Saved data entries
________________________
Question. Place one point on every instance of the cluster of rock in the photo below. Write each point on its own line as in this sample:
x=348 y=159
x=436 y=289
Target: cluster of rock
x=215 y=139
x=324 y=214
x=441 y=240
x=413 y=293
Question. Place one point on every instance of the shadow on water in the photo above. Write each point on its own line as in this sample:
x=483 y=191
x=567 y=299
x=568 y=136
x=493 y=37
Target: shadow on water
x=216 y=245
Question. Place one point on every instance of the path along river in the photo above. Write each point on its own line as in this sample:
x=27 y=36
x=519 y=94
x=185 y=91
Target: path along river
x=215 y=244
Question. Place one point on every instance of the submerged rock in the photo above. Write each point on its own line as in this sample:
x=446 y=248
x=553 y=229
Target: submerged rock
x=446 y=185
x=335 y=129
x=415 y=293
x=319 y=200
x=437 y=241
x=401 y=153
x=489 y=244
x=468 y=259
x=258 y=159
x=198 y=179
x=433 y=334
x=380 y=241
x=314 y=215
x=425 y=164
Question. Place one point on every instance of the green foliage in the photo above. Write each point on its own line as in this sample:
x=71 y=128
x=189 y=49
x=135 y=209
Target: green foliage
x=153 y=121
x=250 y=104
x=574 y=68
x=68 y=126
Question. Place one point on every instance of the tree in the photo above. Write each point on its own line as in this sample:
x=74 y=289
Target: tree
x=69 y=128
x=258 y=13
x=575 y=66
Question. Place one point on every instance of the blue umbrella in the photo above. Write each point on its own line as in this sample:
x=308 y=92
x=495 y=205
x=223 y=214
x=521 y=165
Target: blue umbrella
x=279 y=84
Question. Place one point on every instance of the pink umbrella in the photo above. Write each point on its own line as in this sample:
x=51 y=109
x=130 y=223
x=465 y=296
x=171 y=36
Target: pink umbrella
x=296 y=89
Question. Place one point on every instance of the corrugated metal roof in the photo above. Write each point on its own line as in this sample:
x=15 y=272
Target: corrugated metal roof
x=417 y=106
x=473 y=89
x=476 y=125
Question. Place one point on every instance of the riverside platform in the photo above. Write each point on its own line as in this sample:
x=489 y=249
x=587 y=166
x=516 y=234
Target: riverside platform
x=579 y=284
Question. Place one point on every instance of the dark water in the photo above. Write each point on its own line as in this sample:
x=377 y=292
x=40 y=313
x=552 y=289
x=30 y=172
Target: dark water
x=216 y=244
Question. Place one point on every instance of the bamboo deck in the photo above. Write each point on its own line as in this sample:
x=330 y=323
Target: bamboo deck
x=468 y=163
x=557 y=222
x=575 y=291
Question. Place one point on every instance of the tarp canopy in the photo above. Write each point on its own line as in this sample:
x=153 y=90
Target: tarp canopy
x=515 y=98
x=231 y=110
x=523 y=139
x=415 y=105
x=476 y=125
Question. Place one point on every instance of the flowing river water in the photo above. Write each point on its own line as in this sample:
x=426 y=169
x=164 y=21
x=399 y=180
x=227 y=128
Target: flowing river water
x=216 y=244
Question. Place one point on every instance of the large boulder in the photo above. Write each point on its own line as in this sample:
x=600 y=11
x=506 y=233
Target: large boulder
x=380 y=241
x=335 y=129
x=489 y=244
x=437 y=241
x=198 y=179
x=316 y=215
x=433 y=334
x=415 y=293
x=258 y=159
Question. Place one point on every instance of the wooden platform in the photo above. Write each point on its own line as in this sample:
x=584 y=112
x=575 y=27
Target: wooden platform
________________________
* **What is expected**
Write down how many lines in the data contain "wooden". Add nothing else.

* **Answer for the task**
2